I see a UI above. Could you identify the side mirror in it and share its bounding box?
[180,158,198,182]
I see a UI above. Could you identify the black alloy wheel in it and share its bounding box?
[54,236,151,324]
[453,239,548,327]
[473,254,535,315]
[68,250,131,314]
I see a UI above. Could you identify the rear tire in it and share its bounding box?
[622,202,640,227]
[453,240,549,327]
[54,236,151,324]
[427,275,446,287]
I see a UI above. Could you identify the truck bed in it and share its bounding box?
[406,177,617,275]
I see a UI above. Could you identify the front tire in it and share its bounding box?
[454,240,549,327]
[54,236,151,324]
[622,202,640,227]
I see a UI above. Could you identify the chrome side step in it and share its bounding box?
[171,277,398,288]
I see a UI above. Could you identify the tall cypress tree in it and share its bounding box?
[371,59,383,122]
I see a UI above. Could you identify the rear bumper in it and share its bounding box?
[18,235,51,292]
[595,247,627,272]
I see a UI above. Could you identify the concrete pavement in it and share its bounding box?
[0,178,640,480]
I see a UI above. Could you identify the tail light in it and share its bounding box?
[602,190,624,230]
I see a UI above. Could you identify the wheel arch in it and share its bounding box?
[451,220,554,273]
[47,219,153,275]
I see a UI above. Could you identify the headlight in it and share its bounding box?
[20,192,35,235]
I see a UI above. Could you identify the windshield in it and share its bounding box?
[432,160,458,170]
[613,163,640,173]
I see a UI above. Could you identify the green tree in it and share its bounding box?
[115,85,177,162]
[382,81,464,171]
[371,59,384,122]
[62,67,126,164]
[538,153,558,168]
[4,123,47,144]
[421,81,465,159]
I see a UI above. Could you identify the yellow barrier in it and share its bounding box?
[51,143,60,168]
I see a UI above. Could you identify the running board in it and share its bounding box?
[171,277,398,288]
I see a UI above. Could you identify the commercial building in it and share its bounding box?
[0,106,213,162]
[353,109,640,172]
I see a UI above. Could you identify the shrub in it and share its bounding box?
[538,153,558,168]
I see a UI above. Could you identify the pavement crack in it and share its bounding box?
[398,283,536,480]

■ **EXERCISE**
Rescale the rows above from the line with "I see a UI above. Could you identify the rear bumper" through the line with "[0,178,640,480]", both included. Write out each of those lines again with the requests unchanged, and multiply every bounding-box coordinate in the answers by 2.1, rounding to whole numbers with halves rounded up.

■ **FINISHED ANSWER**
I see a UI above. Could you identify the rear bumper in it and share its bounding box?
[38,494,107,613]
[1250,519,1317,571]
I see a UI above. Could you identify the concrete pavement in it and share its bounding box?
[0,374,1344,1008]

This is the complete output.